TASK: Exactly as they appear, copy the lines of the listing from the one containing "For full credit, report the bounding box of the front grille" through the final line, both included, and nothing else.

>>>

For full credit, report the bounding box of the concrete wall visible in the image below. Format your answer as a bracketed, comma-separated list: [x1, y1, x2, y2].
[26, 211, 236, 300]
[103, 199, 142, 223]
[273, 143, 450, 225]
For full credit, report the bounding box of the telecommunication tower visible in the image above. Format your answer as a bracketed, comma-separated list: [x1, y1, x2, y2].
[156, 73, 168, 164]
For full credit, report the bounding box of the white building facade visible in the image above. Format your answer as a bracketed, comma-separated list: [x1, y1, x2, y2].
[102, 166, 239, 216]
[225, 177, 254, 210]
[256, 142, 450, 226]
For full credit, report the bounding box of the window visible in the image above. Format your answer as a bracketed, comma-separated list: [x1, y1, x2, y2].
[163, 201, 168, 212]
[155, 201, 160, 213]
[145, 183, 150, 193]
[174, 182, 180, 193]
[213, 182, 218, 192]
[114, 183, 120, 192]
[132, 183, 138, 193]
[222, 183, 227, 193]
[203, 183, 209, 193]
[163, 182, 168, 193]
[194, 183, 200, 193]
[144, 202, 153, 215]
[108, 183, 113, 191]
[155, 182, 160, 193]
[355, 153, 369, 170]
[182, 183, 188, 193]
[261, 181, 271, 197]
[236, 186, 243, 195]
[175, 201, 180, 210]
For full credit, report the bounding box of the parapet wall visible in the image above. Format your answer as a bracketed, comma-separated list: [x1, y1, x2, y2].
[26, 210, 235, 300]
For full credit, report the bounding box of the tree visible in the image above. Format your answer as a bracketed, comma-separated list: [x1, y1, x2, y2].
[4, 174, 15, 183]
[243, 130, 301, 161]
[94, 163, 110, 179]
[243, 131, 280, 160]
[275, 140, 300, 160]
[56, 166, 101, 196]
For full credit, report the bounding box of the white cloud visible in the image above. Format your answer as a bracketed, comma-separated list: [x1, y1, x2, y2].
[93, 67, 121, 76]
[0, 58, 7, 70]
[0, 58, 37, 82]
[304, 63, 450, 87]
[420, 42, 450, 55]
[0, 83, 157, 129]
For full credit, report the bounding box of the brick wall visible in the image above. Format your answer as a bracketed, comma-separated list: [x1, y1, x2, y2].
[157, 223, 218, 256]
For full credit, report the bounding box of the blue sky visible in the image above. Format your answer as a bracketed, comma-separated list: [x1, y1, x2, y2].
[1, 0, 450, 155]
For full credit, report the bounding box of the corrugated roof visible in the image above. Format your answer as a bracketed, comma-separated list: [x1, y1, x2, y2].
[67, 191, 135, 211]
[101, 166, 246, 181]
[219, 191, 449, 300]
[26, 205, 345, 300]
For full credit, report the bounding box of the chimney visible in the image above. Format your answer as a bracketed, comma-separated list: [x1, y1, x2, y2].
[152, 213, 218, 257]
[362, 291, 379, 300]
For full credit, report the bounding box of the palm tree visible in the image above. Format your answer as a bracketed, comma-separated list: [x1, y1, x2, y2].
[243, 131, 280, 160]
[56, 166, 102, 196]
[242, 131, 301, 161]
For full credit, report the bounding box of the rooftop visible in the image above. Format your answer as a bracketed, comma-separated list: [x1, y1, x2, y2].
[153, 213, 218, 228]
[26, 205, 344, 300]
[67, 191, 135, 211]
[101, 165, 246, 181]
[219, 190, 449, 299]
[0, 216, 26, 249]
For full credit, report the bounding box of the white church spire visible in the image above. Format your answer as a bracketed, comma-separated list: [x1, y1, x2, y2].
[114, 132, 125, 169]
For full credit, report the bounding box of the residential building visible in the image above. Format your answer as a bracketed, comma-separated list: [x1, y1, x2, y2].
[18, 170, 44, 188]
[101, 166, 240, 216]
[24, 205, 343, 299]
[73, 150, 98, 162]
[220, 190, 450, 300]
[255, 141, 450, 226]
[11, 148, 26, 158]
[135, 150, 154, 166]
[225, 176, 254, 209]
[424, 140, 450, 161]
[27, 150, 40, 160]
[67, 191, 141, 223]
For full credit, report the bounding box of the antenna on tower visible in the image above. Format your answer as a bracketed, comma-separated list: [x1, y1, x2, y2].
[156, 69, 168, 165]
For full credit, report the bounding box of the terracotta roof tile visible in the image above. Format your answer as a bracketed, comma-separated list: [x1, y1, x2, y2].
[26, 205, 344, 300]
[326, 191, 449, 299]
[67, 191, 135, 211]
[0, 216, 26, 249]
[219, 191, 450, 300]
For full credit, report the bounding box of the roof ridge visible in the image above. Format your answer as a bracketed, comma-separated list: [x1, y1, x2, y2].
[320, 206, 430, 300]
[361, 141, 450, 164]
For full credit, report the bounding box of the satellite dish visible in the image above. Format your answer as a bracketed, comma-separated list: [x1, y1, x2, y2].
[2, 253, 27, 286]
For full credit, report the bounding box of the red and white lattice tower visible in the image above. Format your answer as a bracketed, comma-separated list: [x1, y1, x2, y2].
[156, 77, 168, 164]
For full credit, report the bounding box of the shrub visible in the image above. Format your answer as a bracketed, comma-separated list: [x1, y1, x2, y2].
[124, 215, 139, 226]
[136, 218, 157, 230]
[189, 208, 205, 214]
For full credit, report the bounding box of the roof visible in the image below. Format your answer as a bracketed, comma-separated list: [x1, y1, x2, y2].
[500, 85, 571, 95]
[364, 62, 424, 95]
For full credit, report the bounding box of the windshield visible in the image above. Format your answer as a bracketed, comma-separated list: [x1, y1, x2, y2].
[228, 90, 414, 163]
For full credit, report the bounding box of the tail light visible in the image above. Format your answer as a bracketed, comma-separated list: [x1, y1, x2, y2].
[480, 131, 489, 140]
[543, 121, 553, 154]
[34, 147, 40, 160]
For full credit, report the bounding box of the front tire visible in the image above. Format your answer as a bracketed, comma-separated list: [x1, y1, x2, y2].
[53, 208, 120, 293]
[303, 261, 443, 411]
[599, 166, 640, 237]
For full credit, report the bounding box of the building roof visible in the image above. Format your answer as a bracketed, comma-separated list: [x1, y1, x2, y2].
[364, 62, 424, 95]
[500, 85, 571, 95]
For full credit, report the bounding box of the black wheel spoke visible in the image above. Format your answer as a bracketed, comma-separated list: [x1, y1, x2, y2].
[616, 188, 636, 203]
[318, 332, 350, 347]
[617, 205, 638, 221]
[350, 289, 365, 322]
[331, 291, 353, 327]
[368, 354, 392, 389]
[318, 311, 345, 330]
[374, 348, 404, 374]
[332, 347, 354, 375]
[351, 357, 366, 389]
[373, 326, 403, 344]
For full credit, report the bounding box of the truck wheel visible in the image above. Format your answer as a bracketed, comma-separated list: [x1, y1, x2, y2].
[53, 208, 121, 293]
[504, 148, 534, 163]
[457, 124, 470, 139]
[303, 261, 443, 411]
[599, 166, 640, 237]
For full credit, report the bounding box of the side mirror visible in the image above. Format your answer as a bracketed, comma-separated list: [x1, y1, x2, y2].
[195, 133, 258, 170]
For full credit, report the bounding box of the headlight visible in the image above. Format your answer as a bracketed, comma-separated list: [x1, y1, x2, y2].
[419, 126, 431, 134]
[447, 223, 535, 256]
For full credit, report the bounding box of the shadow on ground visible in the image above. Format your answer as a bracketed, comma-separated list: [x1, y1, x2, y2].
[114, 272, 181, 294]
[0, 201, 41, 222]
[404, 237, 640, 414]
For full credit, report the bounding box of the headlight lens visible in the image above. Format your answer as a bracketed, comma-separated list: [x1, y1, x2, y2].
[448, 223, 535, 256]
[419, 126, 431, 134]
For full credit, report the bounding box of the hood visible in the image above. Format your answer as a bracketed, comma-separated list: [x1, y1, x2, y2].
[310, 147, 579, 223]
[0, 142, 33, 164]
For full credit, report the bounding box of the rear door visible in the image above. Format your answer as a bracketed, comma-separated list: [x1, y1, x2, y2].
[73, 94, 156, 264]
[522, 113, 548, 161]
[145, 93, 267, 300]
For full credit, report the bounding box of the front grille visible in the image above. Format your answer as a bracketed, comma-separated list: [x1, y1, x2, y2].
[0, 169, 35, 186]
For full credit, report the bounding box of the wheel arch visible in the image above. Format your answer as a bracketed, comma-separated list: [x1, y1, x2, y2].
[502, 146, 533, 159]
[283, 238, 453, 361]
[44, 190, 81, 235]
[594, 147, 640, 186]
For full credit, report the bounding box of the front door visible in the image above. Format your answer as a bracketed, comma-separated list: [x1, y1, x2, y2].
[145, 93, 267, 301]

<<<

ANSWER:
For full credit, report the bounding box of the front grille visible in the image above. Format your answer as a bracketed, comma-separated list: [x1, y1, x2, y2].
[0, 169, 35, 186]
For full credit, report the bounding box of the wheel arch visible in the image above. Format your answer as a bracketed, comma-separated list: [x1, y1, x2, y2].
[502, 146, 533, 159]
[283, 238, 453, 361]
[44, 190, 81, 235]
[594, 147, 640, 186]
For full credit, report the bounding box of the front door visible in the image above. Format your answer as a bracketed, comma-separated list: [x1, y1, x2, y2].
[145, 93, 267, 301]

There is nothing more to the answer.